Polish military bishop and Major General

Tadeusz Płoski (9 March 1956 – 10 April 2010) was a Polish military bishop and Major General. He was born in Lidzbark Warmiński.

He was appointed the Military Ordinary of the Polish Armed Forces, by Pope John Paul II on 16 October 2004. He was ordained a bishop on 30 October 2004. In this role he oversaw the spiritual needs and priests attached to the Polish Forces.

He was listed on the flight manifest of the Tupolev Tu-154 of the 36th Special Aviation Regiment carrying the President of Poland Lech Kaczyński which crashed near Smolensk-North airport near Pechersk near Smolensk, Russia, on 10 April 2010, killing all aboard.

In 2017, it was revealed that when the Polish state reopened the investigation into the crash and exhumed victim's bodies, testing revealed that Archbishop Miron Chodakowski's coffin contained his body from the waist up and the body of Ploski from the waist down. Only half of Ploski's body was found in his own coffin.

────────

Required work:
Rewrite the passage on Tadeusz Płoski between "In 2017, it" and "his own coffin.", inclusive, putting "casket" in place of "coffin".

(Stored data entries)
────────

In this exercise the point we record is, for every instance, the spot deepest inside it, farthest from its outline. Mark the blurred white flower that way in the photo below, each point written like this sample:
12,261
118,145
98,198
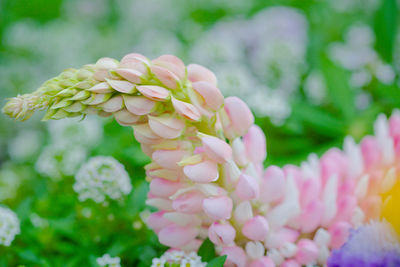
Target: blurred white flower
9,226
260,60
102,177
349,6
315,87
85,9
9,183
24,145
357,54
178,258
57,160
107,261
87,132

────────

Exercise solution:
In 2017, it was revealed that when the Polish state reopened the investigation into the crash and exhumed victim's bodies, testing revealed that Archbishop Miron Chodakowski's casket contained his body from the waist up and the body of Ploski from the waist down. Only half of Ploski's body was found in his own casket.